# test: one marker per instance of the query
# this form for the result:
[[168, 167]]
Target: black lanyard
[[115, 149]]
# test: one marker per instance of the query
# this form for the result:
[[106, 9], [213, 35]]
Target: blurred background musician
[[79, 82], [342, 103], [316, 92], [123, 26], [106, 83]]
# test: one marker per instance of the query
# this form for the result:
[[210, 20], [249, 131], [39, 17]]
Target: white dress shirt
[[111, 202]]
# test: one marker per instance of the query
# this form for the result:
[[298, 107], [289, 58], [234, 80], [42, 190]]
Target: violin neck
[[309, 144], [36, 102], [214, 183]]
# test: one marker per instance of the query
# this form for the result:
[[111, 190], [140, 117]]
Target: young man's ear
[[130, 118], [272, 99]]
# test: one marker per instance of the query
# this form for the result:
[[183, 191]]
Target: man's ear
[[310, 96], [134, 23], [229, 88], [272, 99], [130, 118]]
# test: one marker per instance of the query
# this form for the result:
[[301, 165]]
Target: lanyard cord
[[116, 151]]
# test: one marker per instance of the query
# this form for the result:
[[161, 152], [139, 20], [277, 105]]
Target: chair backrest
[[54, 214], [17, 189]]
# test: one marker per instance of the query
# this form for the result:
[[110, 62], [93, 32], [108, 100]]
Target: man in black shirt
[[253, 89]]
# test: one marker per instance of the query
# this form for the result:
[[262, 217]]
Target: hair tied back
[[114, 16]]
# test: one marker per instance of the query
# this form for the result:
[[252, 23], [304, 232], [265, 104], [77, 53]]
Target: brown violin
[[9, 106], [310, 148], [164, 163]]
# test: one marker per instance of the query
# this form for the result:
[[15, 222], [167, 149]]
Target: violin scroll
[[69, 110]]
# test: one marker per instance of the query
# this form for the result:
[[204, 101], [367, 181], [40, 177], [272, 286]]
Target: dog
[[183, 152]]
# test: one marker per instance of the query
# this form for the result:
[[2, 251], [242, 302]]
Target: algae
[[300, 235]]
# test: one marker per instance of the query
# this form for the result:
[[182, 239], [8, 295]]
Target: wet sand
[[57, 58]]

**********

_Exercise instructions_
Please set down the whole listing above without altering a single line.

_Exercise solution_
# test: one marker per instance of the query
# this form for the result:
[[168, 167]]
Target: black lanyard
[[115, 149]]
# test: one marker per instance of the query
# this form for the result:
[[106, 9], [213, 35]]
Target: blurred background musician
[[79, 82], [342, 103], [316, 92], [123, 26], [106, 83]]
# test: one marker per instance of the query
# this form for the result:
[[210, 20], [249, 131], [39, 17]]
Target: white dress shirt
[[111, 202]]
# test: one marker per instance of the query
# this form for the result:
[[298, 107], [289, 58], [234, 80], [42, 190]]
Target: violin neck
[[309, 144], [36, 102], [214, 183]]
# test: one marker per instance of the query
# this form for the result:
[[111, 190], [140, 117]]
Target: young man's ear
[[130, 118], [272, 99]]
# test: one marker per instance of the query
# this form for the result:
[[183, 191]]
Target: man's ear
[[310, 96], [134, 23], [229, 88], [272, 99], [130, 118]]
# test: one marker per instance of the query
# this form for the result:
[[301, 165]]
Target: lanyard cord
[[116, 151]]
# test: one marker per instance of the query
# this form for the result:
[[161, 152], [139, 20], [277, 105]]
Target: chair backrest
[[54, 214], [17, 189]]
# test: one marker per instance of the query
# this form for the result:
[[110, 62], [93, 32], [108, 100]]
Target: man in black shirt
[[253, 89]]
# test: one marker per instance of the query
# this form for the result:
[[262, 217]]
Target: hair tied back
[[114, 16]]
# test: one marker per instance of the query
# this form for the result:
[[252, 23], [304, 232], [265, 104], [77, 53]]
Target: brown violin
[[9, 106], [310, 148], [164, 163]]
# test: one marker per instance of the query
# this form for the result:
[[15, 222], [167, 149]]
Target: violin scroll
[[69, 110]]
# test: one marker per instance of the query
# this form for the result:
[[204, 101], [367, 181], [40, 177], [272, 286]]
Target: dog
[[183, 152]]
# test: one marker per instance of the query
# this form for the result:
[[2, 251], [242, 302]]
Target: algae
[[300, 235]]
# test: one marker per instance of the query
# this form for the result:
[[182, 239], [8, 295]]
Target: wet sand
[[57, 58]]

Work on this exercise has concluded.